WHAT TO DO:
Restate every line below word for word, but drop each picture.

MATERIAL PROVIDED:
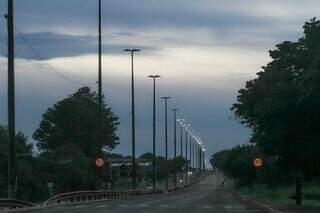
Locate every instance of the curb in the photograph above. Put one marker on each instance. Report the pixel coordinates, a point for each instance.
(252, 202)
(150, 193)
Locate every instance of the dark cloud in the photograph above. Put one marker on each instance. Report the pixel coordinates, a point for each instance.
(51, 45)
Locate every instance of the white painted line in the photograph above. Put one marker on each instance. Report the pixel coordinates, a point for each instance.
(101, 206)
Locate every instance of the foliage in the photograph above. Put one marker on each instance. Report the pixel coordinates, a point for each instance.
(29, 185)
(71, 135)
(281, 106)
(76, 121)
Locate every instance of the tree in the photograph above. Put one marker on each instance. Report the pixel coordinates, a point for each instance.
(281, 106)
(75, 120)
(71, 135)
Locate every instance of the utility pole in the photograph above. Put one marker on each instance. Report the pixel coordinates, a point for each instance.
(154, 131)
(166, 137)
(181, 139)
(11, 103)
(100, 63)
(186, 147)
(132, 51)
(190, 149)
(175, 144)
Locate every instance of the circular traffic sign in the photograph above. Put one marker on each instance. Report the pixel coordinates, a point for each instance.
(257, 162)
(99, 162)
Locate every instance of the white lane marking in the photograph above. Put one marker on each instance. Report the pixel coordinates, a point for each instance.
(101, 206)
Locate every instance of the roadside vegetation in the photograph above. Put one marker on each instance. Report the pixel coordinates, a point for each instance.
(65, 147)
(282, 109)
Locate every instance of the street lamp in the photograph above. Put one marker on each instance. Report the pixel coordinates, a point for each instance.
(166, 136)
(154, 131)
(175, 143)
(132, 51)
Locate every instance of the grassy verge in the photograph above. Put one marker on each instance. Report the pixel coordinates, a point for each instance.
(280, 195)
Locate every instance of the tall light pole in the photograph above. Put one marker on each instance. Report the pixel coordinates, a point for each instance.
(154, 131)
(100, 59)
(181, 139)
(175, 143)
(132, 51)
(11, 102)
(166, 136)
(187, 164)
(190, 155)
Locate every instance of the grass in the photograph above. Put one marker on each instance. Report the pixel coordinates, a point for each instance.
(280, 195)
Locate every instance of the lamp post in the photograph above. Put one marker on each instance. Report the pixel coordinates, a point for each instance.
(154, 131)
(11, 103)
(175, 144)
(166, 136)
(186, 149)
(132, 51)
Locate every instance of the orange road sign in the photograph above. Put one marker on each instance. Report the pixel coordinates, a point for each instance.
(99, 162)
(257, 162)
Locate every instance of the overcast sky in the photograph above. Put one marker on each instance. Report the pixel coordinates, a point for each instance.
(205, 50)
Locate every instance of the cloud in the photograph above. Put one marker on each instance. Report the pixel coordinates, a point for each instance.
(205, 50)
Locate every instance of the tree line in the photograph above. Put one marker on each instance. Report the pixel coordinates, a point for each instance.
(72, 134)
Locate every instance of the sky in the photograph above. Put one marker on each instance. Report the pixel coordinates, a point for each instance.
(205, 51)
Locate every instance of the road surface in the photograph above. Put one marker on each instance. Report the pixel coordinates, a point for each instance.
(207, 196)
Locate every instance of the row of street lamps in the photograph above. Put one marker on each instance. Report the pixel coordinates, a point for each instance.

PROBLEM SOLUTION:
Locate every instance of the curb in the photograph above. Put one marker on each instance. Report the pixel coordinates, a point for each instance.
(252, 202)
(150, 193)
Locate every instance of the dark cloud in the photograph above. Put one marker on each instance. Report the pixel coordinates, a point for each instance.
(51, 45)
Locate every instance of the white painted line in the photograph above. Put one marker on each instance. Report the pixel coordinates, a point for each instance.
(101, 206)
Locate every instance of the foliage in the photograph above. Put one marker on each instance. Report the pixel coordinates, a point for each instance.
(29, 185)
(71, 135)
(281, 106)
(76, 121)
Locate every instance of the tree in the photograph above. Put one marker on each instance. Report the pixel coordinates, a point for each instance.
(281, 106)
(75, 120)
(71, 135)
Locate every instance of the utility pole in the photograph above. Put one marker on each instance. Report the pixel coordinates, a point for each instance.
(154, 131)
(166, 137)
(181, 139)
(11, 103)
(100, 63)
(186, 147)
(132, 51)
(190, 149)
(175, 144)
Locate every instance of the circular traffic sign in the photograph above. Put one marker on each instance. Report the pixel coordinates, a point for each instance.
(257, 162)
(99, 162)
Locate every instance of the white lane marking in the photograph above. Put one marker on each instance. Report the pixel coordinates, a point for each instance.
(101, 206)
Locate every instance of the roadside vegetation in the photograph above. Put one marker on each instance. Report the pixel coordinates, a point for each instance.
(65, 147)
(282, 109)
Locate every instance of the street lamp in the photograph above. Put one marker on each instance. Report the pixel coordinates, a point for each instance.
(166, 136)
(154, 131)
(175, 143)
(132, 51)
Locate every instance of the grassy verge in the photograph above. Put one marker on each instance. Report the pixel coordinates, a point for each instance.
(280, 195)
Locate every instance of the tall light pole in the photograph above. Put one marker on each instance. Report the pixel coordinates, a point for each instance.
(154, 131)
(100, 59)
(181, 139)
(175, 143)
(132, 51)
(11, 102)
(166, 136)
(187, 164)
(190, 155)
Locate every instance of the grass in the photograph above. Put one marker on each instance. Report the pixel coordinates, a point for each instance.
(280, 195)
Locate every instance of the lamp post in the photograph above. Put one marker on each instance. Report the pixel coordinates, a point for each instance.
(154, 131)
(11, 103)
(175, 144)
(166, 136)
(186, 149)
(132, 51)
Locate every instance of the orange road sign in the photograph above. Put one marker on each instance. Report the pixel coordinates, a point for each instance.
(99, 162)
(257, 162)
Locate every instance of the overcast sky in the photograph above. Put one marker on each instance. Report the pixel coordinates, a point for each instance.
(205, 50)
Locate every instance of the cloud in the photograph above. Put one marker on each instance. Report the pixel coordinates, a point for each instance.
(205, 50)
Locate every instance of the tree line in the photograph above. Put one marker on each instance. Report the pixel coordinates, a point for each instance.
(72, 134)
Locate every instance of the sky in the photograph above. Put one marker on each instance. Report the pixel coordinates, a point for each instance.
(205, 51)
Locate every instance of the road surface in the photograph above. Put one marker on each instance. Report the pixel coordinates, a point for each instance.
(207, 196)
Locate every instance of the row of street lamps in the photograph above. Put one marker on each instance. Report the pixel coordinates, a point for each instance.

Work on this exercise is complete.